La Stampa, 28 febbraio 2021
Armani: «Sto dalla parte dei gorilla»
Dal salotto del signor Armani alla passerella. Ecco a voi Uri, il gorilla alto un metro e mezzo che campeggia nel teatro di via Bergognone, piazzato sul mega logo GA. E chi se lo aspettava uno scimmione nel regno dello stile understatement? Ma il re della giacca non fa nulla a caso. «Uri è un nome biblico, significa fiammeggiante, è una presenza eccentrica, di forte contrasto. Riflette il mio amore per gli animali e la natura, crea con leggerezza una sorta di oasi nel mio appartamento di Milano. Ho pensato di metterlo al centro della scena perché mi sembra fondamentale, oggi più che mai, ricordare quanto sia importante la salvaguardia del mondo naturale. Il mio impegno su questo fronte è grande», spiega lo stilista.
Elemento simbolico
Il gorilla, in resina verde, è opera dell’artista Marcantonio Raimondi Malerba. Armani l’ha ricevuto in regalo dalla sorella Rosanna tanti anni fa. Proviene da un set. Sottolinea il desiderio dello stilista di comunicare senza filtri con il pubblico, anche se virtualmente. Testimonia la sua passione per il cinema e l’impegno per la tutela dell’ambiente. Tanto che l’anno scorso ha devoluto fondi al WWF per sostenere la protezione dei gorilla a rischio di estinzione. Intorno a quel cucciolone di King Kong sfilano le modelle e i modelli dei due show, donna e uomo, dedicati al prossimo autunno/inverno.

= = = = = = =

Consegna a »
Seleziona e ricopia ogni riga delle voci qui sotto che contiene la stringa "pillow".

= = = = = = =

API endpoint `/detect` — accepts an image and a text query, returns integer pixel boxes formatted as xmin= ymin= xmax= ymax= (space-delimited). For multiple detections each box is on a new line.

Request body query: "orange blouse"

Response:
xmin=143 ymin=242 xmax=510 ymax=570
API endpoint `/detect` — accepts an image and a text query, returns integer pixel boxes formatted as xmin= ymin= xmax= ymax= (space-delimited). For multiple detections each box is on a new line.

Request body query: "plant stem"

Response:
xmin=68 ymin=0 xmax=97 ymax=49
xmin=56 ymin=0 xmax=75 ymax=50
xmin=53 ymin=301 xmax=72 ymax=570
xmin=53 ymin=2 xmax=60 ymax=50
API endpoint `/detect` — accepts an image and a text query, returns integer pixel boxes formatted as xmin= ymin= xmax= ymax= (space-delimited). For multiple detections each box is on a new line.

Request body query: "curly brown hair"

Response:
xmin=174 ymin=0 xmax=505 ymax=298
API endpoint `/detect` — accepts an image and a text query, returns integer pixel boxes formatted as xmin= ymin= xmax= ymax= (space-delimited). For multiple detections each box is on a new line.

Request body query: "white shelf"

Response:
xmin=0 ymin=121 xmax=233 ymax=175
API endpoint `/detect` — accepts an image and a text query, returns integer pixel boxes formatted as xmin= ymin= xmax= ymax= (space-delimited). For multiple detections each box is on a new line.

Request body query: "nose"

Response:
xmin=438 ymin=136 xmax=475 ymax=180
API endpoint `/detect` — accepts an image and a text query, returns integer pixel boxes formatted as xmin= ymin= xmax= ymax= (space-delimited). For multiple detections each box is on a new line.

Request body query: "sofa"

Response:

= = = = = = =

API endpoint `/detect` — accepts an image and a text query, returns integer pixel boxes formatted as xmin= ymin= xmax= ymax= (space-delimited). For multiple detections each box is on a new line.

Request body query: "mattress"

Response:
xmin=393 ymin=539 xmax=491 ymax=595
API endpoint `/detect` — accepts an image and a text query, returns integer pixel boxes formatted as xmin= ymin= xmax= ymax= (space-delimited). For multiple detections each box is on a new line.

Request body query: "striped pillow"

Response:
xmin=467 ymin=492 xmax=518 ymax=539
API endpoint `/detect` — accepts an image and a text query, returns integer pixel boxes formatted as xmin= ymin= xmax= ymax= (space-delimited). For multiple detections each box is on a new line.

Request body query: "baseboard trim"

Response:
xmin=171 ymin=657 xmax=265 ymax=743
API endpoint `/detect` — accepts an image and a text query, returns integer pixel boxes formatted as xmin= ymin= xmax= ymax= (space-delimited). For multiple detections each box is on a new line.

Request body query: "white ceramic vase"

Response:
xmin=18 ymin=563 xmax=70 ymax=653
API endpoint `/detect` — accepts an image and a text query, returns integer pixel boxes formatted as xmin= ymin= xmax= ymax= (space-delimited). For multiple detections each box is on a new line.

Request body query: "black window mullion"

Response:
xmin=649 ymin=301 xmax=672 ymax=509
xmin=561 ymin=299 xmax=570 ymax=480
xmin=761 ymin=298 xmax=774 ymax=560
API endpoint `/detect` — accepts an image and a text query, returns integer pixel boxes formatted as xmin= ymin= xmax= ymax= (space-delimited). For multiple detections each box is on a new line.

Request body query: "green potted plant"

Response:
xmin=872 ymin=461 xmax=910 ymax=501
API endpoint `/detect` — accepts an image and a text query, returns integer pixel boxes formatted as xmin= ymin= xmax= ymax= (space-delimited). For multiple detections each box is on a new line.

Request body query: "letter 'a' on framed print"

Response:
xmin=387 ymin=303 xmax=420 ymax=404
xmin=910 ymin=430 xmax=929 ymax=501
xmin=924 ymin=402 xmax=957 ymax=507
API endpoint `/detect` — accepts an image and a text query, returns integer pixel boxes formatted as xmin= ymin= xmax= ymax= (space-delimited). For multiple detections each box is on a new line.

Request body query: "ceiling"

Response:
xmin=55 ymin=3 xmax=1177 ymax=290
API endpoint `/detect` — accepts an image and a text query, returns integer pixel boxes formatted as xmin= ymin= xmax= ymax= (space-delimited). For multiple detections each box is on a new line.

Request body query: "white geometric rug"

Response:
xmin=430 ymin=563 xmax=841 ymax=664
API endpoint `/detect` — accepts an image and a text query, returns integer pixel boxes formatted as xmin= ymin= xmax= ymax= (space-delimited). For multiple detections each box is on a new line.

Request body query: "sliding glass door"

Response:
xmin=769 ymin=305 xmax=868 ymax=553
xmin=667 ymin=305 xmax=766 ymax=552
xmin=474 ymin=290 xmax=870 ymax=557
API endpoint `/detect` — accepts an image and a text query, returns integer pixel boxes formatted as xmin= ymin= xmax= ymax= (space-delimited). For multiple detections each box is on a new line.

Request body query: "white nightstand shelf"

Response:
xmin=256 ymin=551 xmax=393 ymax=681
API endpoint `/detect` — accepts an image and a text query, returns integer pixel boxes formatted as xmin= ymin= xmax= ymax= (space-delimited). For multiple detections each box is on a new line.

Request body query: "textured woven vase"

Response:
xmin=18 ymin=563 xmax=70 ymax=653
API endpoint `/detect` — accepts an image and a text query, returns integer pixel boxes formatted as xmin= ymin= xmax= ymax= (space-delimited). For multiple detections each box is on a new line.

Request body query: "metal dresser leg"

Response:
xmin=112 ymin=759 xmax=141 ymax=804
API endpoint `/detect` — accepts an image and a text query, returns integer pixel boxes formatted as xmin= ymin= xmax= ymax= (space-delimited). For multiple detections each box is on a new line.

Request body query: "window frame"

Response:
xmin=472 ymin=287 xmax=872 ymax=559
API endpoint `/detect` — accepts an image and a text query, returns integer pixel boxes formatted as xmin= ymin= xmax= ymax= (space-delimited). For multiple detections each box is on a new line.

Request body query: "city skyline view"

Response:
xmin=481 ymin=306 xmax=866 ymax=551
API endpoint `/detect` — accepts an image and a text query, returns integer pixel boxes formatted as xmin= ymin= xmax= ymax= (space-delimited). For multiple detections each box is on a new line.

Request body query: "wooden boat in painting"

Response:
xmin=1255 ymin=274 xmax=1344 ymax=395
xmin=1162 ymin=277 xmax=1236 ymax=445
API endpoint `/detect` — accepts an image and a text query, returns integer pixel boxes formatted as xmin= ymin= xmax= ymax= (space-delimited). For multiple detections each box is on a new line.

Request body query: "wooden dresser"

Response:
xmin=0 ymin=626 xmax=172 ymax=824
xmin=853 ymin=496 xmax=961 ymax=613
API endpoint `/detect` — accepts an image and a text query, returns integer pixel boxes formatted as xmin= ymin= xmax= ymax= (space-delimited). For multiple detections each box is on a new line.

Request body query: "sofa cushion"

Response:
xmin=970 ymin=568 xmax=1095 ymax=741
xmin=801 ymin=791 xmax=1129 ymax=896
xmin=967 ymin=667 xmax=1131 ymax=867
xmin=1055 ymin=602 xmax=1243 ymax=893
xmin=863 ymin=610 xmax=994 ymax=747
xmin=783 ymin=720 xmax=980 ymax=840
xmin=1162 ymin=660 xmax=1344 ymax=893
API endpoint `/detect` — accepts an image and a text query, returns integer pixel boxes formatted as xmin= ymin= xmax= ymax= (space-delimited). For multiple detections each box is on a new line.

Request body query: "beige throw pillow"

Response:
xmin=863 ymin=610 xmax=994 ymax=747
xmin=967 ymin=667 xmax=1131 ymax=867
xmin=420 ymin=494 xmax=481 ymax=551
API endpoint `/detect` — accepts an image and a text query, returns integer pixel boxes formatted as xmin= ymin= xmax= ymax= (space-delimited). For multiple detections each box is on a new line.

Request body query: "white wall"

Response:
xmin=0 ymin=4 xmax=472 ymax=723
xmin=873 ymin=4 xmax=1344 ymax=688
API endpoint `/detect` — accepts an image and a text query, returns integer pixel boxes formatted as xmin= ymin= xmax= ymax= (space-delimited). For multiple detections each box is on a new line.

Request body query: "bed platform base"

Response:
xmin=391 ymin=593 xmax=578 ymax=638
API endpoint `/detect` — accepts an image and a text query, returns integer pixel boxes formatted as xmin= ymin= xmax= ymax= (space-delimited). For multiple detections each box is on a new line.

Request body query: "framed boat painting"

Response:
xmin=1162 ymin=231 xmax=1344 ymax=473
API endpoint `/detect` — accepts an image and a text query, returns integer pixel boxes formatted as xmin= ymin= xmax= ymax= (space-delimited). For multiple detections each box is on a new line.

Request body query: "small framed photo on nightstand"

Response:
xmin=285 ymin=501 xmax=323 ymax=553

= = = = = = =

Consegna b »
Secondo l'articolo sul gorilla di Armani, da chi ha ricevuto in regalo lo stilista la scultura del gorilla?

Risposta completa a »
Request body query: "striped pillow"
Request body query: "beige throw pillow"

Risposta completa b »
Dalla sorella Rosanna.